---- BLOCO DE TEXTO

A COMÉDIA DA ARTE
Exactamente, “la
commedia dell’arte” refulgiu no dia 27 de Novembro, prosseguindo nos dias
seguintes, após a expulsão de Berlusconi do Senado: “uma vítima sacrificial dos comunistas e de uma magistratura que se
comporta como as Brigadas Vermelhas”.
“A
lei foi espezinhada; foi um pelotão de execução. Luto pela democracia. Isto é
uma perseguição sem igual. Defendo a liberdade… etc., etc., etc.
Entraram em acção as manifestações dos simpatizantes e os cartazes que exibiram demonstraram bem o
esvaziamento do respeito pelas instituições e pela verdade dos factos. Mas isso
nunca foi novidade: é inerente ao berlusconismo.
“Berlusconi
como Jesus”; “É um golpe de Estado”…
Berlusconi
como Aldo Moro, assassinado pelas Brigadas Vermelhas.
Recordando a tragédia
do rapto e assassínio de Aldo Moro e quem foi esta personagem política, surge o
ímpeto (não aceitável, evidentemente) de correr à cacetada estes defensores de um
amoral sem dignidade política. Tudo se aceita em favor da liberdade de
expressão, menos bacoradas que ofendem a memória de quem sempre cultivou essa
dignidade.

--------

> **LISTA DE TAREFAS**
• a. Cite o texto sobre Berlusconi de "Entraram em acção" a "inerente ao berlusconismo.".
• b. Encontre as linhas abaixo que contêm a palavra "jeans" e copie cada uma delas. A distinção entre maiúsculas e minúsculas conta.

---- LINHAS FORNECIDAS

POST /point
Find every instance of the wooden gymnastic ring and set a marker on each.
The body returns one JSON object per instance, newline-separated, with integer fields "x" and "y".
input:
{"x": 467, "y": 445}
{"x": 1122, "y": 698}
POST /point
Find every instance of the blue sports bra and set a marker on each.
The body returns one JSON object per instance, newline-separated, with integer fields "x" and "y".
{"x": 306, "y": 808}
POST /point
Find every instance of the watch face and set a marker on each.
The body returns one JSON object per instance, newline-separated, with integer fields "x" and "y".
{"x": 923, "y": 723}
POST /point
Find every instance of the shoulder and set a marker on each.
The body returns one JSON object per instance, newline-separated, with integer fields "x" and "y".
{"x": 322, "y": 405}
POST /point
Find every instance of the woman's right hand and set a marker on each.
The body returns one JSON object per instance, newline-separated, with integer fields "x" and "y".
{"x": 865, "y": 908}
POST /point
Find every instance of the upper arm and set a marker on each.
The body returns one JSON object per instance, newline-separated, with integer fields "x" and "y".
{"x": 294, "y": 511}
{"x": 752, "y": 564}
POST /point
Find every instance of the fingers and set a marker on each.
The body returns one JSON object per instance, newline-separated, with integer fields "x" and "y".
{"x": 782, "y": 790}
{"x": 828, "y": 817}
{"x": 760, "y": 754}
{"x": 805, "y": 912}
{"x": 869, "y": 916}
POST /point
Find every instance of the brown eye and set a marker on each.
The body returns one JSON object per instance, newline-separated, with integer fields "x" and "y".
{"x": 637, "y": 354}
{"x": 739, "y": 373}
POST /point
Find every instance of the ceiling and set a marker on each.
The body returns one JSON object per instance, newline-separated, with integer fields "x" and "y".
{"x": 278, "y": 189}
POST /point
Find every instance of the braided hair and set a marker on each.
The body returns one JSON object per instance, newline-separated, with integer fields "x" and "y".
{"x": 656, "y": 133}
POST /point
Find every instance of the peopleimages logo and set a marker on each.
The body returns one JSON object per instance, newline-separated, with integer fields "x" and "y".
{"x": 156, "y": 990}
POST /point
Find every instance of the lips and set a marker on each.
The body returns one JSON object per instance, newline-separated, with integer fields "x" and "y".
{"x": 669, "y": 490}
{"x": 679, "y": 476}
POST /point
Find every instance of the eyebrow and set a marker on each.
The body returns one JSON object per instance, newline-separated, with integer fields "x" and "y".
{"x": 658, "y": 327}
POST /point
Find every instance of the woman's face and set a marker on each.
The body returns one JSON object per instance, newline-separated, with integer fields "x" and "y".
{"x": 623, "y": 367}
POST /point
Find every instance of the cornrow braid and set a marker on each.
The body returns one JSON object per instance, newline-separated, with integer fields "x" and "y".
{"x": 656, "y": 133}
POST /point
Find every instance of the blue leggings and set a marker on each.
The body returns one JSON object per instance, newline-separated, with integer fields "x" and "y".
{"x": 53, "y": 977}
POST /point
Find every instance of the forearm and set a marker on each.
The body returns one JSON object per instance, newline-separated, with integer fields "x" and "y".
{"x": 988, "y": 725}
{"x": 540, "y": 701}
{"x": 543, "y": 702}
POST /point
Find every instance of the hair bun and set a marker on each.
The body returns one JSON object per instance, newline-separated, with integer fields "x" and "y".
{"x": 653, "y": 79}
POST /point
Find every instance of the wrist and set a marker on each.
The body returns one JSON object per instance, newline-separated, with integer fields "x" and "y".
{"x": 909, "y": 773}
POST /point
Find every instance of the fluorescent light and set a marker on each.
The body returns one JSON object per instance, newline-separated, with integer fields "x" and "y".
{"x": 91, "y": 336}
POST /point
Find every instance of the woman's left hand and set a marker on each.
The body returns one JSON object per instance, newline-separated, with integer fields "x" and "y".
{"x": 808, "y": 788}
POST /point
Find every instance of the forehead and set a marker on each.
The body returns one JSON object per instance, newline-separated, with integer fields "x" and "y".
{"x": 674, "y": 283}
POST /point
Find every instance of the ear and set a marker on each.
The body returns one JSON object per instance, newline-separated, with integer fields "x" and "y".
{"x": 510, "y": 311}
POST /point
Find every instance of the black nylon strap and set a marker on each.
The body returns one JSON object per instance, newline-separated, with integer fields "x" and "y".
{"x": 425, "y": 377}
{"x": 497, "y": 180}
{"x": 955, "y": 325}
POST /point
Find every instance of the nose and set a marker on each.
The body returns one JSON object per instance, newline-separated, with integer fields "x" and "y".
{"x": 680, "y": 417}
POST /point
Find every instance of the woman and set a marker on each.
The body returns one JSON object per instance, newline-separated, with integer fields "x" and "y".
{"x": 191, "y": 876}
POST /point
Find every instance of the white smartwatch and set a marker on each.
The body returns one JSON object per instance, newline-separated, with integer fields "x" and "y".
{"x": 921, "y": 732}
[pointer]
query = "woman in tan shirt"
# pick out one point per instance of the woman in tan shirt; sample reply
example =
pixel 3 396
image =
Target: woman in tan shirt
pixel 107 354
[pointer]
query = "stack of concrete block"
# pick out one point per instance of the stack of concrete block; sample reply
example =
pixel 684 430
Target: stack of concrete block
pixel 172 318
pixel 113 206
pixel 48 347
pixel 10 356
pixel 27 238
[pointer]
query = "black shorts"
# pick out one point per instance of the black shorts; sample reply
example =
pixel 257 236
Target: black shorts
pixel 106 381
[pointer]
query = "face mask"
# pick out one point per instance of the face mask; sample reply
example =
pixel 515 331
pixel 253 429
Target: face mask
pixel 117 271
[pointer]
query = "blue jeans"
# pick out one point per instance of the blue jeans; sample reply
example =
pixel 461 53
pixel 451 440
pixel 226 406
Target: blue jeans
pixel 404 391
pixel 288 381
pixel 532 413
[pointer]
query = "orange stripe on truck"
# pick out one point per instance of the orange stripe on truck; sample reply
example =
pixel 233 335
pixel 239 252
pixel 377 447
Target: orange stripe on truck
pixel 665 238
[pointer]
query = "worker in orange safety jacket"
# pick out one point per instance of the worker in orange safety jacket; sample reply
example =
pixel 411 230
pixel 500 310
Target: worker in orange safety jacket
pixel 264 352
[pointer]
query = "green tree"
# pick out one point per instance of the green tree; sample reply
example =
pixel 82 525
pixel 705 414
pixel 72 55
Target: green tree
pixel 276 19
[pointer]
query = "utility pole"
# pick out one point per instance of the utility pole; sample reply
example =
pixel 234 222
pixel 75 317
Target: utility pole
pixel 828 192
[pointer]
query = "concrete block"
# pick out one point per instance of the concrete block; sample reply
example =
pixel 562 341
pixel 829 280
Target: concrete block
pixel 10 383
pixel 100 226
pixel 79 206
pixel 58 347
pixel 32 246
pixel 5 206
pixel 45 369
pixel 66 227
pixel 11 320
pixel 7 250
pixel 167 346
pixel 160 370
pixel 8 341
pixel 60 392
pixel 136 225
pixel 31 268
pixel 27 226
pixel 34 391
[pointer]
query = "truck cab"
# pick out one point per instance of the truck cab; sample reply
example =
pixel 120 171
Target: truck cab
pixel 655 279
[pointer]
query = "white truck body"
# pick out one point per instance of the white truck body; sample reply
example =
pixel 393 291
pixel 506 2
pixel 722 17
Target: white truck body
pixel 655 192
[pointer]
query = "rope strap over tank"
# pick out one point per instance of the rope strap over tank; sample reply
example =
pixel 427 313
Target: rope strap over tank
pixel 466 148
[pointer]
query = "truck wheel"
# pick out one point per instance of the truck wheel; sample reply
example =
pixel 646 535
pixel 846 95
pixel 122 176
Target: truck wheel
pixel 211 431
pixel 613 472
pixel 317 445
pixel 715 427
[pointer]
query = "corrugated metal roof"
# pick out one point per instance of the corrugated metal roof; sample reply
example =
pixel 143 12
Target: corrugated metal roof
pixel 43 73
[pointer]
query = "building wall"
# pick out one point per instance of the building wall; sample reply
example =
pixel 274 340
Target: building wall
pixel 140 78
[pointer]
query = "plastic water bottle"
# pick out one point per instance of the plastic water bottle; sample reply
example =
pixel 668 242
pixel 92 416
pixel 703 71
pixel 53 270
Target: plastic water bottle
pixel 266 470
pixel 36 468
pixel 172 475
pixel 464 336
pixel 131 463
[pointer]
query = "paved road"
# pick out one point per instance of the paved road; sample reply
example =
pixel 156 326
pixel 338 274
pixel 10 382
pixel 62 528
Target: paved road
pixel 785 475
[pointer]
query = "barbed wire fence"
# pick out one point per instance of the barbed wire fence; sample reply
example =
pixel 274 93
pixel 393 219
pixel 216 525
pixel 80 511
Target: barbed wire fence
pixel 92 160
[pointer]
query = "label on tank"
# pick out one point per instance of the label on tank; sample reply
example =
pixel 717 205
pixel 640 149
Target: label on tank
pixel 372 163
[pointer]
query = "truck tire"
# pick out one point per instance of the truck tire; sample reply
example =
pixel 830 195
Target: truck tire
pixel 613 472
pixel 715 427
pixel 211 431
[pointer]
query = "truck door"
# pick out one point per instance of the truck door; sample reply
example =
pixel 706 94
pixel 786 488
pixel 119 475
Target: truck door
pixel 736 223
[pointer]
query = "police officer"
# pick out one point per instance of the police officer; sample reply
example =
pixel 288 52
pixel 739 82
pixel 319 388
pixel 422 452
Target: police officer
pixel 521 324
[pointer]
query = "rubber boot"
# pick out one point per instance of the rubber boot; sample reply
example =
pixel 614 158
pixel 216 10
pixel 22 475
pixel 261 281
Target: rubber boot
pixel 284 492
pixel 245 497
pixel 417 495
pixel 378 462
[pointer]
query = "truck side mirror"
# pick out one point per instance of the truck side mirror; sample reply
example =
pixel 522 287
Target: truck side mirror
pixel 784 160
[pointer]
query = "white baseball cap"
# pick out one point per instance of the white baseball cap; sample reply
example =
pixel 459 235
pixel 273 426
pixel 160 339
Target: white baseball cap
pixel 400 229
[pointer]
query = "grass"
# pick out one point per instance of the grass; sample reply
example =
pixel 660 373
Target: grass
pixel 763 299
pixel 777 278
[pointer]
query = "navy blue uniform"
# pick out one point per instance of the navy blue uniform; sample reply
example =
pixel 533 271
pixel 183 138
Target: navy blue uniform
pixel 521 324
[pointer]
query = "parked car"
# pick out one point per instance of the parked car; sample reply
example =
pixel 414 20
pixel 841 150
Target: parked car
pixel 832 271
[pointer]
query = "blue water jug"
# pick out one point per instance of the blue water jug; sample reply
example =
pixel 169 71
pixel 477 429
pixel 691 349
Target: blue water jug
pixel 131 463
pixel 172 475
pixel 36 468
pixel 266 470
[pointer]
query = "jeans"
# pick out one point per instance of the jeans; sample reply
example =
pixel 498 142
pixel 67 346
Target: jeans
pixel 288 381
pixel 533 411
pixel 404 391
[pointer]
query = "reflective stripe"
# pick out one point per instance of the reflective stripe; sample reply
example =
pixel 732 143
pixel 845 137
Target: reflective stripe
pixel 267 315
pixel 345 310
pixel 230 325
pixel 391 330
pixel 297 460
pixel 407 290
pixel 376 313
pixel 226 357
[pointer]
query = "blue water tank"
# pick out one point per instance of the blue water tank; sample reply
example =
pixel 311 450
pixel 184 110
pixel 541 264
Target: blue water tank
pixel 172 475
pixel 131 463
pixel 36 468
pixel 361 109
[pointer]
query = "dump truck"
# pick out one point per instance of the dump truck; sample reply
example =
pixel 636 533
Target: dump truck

--------

> **RESULTADOS POR TAREFA**
• a.
Entraram em acção as manifestações dos simpatizantes e os cartazes que exibiram demonstraram bem o
esvaziamento do respeito pelas instituições e pela verdade dos factos. Mas isso
nunca foi novidade: é inerente ao berlusconismo.

• b.
query = "blue jeans"
# pick out one point per instance of the blue jeans; sample reply
Target: blue jeans
query = "jeans"
# pick out one point per instance of the jeans; sample reply
Target: jeans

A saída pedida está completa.